Records from a point labeling set ▸
◇ ◇ ◇ ◇ ◇ ◇ ◇

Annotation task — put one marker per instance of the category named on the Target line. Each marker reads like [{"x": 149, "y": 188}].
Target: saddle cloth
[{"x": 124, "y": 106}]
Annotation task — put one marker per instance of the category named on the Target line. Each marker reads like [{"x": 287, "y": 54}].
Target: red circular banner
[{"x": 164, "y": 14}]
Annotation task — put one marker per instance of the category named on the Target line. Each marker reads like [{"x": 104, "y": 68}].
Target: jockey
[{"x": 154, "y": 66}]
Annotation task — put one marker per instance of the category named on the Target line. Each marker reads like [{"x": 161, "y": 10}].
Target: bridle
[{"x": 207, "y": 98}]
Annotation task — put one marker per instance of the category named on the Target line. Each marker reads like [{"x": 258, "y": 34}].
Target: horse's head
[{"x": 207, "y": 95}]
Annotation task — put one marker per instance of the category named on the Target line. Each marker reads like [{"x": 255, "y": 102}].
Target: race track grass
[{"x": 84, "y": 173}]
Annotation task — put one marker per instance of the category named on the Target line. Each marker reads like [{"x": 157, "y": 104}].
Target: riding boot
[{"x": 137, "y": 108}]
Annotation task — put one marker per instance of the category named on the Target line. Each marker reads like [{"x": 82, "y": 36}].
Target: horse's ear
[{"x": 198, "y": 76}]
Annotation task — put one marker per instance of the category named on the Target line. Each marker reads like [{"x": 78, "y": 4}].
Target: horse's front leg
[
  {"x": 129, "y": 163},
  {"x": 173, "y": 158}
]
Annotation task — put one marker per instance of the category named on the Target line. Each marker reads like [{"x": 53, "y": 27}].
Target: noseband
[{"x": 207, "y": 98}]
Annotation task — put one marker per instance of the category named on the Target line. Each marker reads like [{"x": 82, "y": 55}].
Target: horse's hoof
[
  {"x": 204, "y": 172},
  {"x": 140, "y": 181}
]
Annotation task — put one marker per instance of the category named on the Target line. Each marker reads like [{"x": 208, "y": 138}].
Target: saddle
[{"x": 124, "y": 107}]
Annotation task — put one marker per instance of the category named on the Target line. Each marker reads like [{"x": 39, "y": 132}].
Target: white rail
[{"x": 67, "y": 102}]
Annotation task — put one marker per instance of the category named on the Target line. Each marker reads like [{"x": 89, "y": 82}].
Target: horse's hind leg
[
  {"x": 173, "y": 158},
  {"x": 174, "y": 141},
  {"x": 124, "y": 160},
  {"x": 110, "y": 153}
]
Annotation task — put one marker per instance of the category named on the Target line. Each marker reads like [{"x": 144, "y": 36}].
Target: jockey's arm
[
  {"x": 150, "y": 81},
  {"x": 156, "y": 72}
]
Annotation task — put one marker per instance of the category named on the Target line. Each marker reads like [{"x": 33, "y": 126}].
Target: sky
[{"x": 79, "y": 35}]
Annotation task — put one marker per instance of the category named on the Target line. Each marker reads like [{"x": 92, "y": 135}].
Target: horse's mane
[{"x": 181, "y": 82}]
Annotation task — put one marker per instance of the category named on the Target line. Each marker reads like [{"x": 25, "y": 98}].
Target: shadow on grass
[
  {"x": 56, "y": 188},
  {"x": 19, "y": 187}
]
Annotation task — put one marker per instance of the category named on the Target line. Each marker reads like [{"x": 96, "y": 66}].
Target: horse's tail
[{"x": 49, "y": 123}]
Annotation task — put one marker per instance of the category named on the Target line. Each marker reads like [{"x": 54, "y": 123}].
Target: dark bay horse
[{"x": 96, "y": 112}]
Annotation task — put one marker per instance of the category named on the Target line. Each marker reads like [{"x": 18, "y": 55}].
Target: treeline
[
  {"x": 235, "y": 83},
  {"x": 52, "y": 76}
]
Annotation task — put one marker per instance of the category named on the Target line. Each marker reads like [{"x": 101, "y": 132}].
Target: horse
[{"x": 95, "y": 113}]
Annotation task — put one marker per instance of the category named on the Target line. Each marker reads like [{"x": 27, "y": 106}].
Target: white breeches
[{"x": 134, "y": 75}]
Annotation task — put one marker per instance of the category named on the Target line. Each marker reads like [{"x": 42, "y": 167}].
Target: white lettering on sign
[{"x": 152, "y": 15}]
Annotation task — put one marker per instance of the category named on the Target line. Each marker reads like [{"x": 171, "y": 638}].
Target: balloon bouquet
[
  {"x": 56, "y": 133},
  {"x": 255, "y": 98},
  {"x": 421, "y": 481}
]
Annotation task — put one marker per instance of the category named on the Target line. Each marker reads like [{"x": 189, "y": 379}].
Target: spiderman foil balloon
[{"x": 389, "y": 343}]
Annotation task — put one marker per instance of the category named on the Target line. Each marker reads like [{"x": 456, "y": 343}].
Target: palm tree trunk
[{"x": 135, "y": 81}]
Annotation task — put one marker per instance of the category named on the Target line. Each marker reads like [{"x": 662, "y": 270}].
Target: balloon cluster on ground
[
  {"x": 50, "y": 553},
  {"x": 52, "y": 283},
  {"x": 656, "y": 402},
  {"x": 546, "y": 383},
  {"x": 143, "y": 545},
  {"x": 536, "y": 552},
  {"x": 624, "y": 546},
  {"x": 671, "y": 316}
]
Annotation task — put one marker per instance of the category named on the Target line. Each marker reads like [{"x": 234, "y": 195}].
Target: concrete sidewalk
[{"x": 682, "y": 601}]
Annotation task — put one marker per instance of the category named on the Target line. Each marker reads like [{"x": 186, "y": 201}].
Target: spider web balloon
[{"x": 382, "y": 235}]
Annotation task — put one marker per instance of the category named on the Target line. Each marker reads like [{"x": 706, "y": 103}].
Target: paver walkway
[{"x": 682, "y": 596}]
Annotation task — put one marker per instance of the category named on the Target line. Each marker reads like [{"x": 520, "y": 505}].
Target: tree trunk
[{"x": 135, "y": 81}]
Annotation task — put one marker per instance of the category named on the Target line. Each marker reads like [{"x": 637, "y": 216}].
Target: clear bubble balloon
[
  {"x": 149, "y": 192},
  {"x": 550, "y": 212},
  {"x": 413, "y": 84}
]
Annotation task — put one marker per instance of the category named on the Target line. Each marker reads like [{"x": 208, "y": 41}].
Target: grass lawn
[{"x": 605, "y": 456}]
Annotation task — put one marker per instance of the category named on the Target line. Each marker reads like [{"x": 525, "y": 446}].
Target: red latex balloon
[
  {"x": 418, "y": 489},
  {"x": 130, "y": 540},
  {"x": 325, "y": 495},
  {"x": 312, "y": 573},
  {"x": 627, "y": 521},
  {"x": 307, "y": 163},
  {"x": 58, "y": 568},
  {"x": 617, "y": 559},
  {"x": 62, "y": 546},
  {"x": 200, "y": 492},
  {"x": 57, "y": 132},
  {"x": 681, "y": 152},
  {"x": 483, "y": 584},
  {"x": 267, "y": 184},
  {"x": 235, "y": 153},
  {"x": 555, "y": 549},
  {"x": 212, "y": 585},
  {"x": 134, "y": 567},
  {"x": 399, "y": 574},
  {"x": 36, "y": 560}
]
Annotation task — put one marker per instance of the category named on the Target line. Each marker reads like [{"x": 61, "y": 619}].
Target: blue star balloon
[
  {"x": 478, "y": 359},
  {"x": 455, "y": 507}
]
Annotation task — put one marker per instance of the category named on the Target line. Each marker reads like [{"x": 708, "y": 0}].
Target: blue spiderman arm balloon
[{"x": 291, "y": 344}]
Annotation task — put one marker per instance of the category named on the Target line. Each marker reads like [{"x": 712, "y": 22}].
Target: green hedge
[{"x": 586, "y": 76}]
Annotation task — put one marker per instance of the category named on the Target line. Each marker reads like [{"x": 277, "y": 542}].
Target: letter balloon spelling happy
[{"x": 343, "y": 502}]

◇ ◇ ◇ ◇ ◇ ◇ ◇

YOUR OBJECTIVE ▸ Reproduce the listing in full. Keep it exactly as written.

RESULT BELOW ▸
Annotation task — put one marker per instance of the category named on the Target line. Each marker reads like [{"x": 149, "y": 188}].
Target: saddle cloth
[{"x": 124, "y": 106}]
Annotation task — put one marker per instance of the category named on the Target line. Each marker reads like [{"x": 287, "y": 54}].
Target: red circular banner
[{"x": 164, "y": 14}]
Annotation task — put one marker per instance of the category named on the Target line. Each marker reads like [{"x": 104, "y": 68}].
Target: jockey
[{"x": 154, "y": 66}]
Annotation task — put one marker per instance of the category named on the Target line. Each marker reads like [{"x": 161, "y": 10}].
Target: bridle
[{"x": 207, "y": 98}]
Annotation task — put one marker per instance of the category named on the Target line. Each marker reads like [{"x": 258, "y": 34}].
Target: horse's head
[{"x": 207, "y": 95}]
Annotation task — put one marker per instance of the category named on the Target line. Each marker reads like [{"x": 255, "y": 102}].
Target: race track grass
[{"x": 84, "y": 173}]
Annotation task — put one marker per instance of the category named on the Target line. Each marker reads like [{"x": 157, "y": 104}].
Target: riding boot
[{"x": 137, "y": 108}]
Annotation task — put one marker per instance of the category named on the Target line. Each marker reads like [{"x": 82, "y": 36}].
Target: horse's ear
[{"x": 198, "y": 76}]
Annotation task — put one marker per instance of the category named on the Target line. Each marker reads like [{"x": 78, "y": 4}].
Target: horse's front leg
[
  {"x": 129, "y": 163},
  {"x": 173, "y": 158}
]
Annotation task — put one marker per instance of the category named on the Target line. Each marker reads like [{"x": 53, "y": 27}].
Target: noseband
[{"x": 207, "y": 98}]
Annotation task — put one marker per instance of the category named on the Target line. Each marker reads like [{"x": 82, "y": 55}].
Target: horse's hoof
[
  {"x": 204, "y": 172},
  {"x": 140, "y": 181}
]
Annotation task — put one marker per instance of the category named on the Target line. Each marker reads like [{"x": 208, "y": 138}].
Target: saddle
[{"x": 124, "y": 107}]
Annotation task — put one marker per instance of the category named on the Target line. Each marker reads like [{"x": 39, "y": 132}].
Target: white rail
[{"x": 67, "y": 102}]
Annotation task — put one marker per instance of the category named on the Target line. Each marker reads like [{"x": 89, "y": 82}].
Target: horse's hind leg
[
  {"x": 173, "y": 158},
  {"x": 174, "y": 141},
  {"x": 124, "y": 160},
  {"x": 110, "y": 153}
]
Annotation task — put one marker per instance of the category named on the Target line. Each marker reads like [{"x": 144, "y": 36}].
Target: jockey's arm
[
  {"x": 150, "y": 81},
  {"x": 156, "y": 72}
]
Annotation task — put one marker per instance of the category named on the Target line. Each marker reads like [{"x": 33, "y": 126}].
Target: sky
[{"x": 79, "y": 35}]
Annotation task — put one marker per instance of the category named on the Target line. Each marker reads like [{"x": 92, "y": 135}].
Target: horse's mane
[{"x": 181, "y": 82}]
Annotation task — put one marker per instance of the category named on the Target line. Each marker reads like [{"x": 25, "y": 98}].
Target: shadow on grass
[
  {"x": 56, "y": 188},
  {"x": 19, "y": 187}
]
Annotation task — put one marker per instance of the category named on the Target line. Each marker reads like [{"x": 96, "y": 66}].
Target: horse's tail
[{"x": 49, "y": 123}]
Annotation task — put one marker per instance of the category named on the Target line. Each marker reads like [{"x": 54, "y": 123}].
Target: dark bay horse
[{"x": 96, "y": 112}]
Annotation task — put one marker per instance of the category named on the Target line. Each marker reads like [{"x": 18, "y": 55}].
Target: treeline
[
  {"x": 235, "y": 83},
  {"x": 52, "y": 76}
]
Annotation task — put one marker per instance of the category named on the Target line. Each marker reads like [{"x": 101, "y": 132}].
Target: horse
[{"x": 95, "y": 113}]
Annotation task — put one marker per instance of the category named on the Target line. Each marker reads like [{"x": 27, "y": 106}].
Target: white breeches
[{"x": 134, "y": 75}]
Annotation task — put one marker per instance of the category named on the Target line. Each marker reads like [{"x": 42, "y": 167}].
Target: white lettering on sign
[{"x": 152, "y": 15}]
Annotation task — put one marker per instance of the category named on the Target line. Each marker reads like [{"x": 171, "y": 638}].
Target: balloon bouquet
[
  {"x": 56, "y": 133},
  {"x": 255, "y": 98},
  {"x": 421, "y": 481}
]
Annotation task — put one marker per instance of the category named on the Target line. Each marker reads like [{"x": 189, "y": 379}].
Target: spiderman foil balloon
[{"x": 389, "y": 343}]
Annotation task — put one marker per instance of the category named on the Target line. Each marker reads like [{"x": 456, "y": 343}].
Target: palm tree trunk
[{"x": 135, "y": 81}]
Annotation task — put one marker per instance of the category named on the Target line. Each marker reads like [{"x": 662, "y": 270}].
Target: balloon cluster on ground
[
  {"x": 50, "y": 553},
  {"x": 52, "y": 283},
  {"x": 656, "y": 402},
  {"x": 546, "y": 383},
  {"x": 143, "y": 545},
  {"x": 536, "y": 552},
  {"x": 624, "y": 546},
  {"x": 671, "y": 316}
]
Annotation task — put one marker per instance of the category named on the Target line. Each marker reads like [{"x": 234, "y": 195}].
Target: concrete sidewalk
[{"x": 682, "y": 601}]
Annotation task — put one marker per instance of the category named on the Target line. Each marker reads like [{"x": 186, "y": 201}].
Target: spider web balloon
[{"x": 382, "y": 235}]
Annotation task — put one marker per instance of the category named on the Target line. Each marker reads like [{"x": 706, "y": 103}].
Target: paver walkway
[{"x": 682, "y": 596}]
Annotation task — put one marker per instance of the category named on the Target line. Each marker reads like [{"x": 520, "y": 505}].
Target: tree trunk
[{"x": 135, "y": 81}]
Annotation task — put one marker per instance of the category named on the Target line. Each marker reads like [{"x": 637, "y": 216}].
Target: clear bubble balloon
[
  {"x": 149, "y": 192},
  {"x": 550, "y": 212},
  {"x": 413, "y": 84}
]
Annotation task — put one marker per instance of the category named on the Target line. Each marker reads like [{"x": 208, "y": 41}].
Target: grass lawn
[{"x": 605, "y": 456}]
Annotation task — put one marker per instance of the category named on the Target line. Each marker reads like [{"x": 525, "y": 446}].
Target: red latex balloon
[
  {"x": 418, "y": 489},
  {"x": 130, "y": 540},
  {"x": 325, "y": 495},
  {"x": 312, "y": 573},
  {"x": 627, "y": 521},
  {"x": 307, "y": 163},
  {"x": 58, "y": 568},
  {"x": 617, "y": 559},
  {"x": 62, "y": 546},
  {"x": 200, "y": 492},
  {"x": 57, "y": 132},
  {"x": 681, "y": 152},
  {"x": 483, "y": 584},
  {"x": 267, "y": 184},
  {"x": 235, "y": 153},
  {"x": 555, "y": 549},
  {"x": 212, "y": 585},
  {"x": 134, "y": 567},
  {"x": 399, "y": 574},
  {"x": 36, "y": 560}
]
Annotation task — put one marker per instance of the category named on the Target line. Each marker reads like [{"x": 61, "y": 619}].
Target: blue star balloon
[
  {"x": 478, "y": 359},
  {"x": 455, "y": 507}
]
Annotation task — put one marker per instance of the category named on the Target line. Each marker reads like [{"x": 708, "y": 0}].
Target: blue spiderman arm balloon
[{"x": 291, "y": 344}]
Annotation task — put one marker per instance of the category named on the Target line. Each marker reads like [{"x": 712, "y": 22}].
Target: green hedge
[{"x": 586, "y": 76}]
Annotation task — put one marker per instance of the category named on the Target line. Each marker reads like [{"x": 277, "y": 542}].
Target: letter balloon spelling happy
[{"x": 343, "y": 502}]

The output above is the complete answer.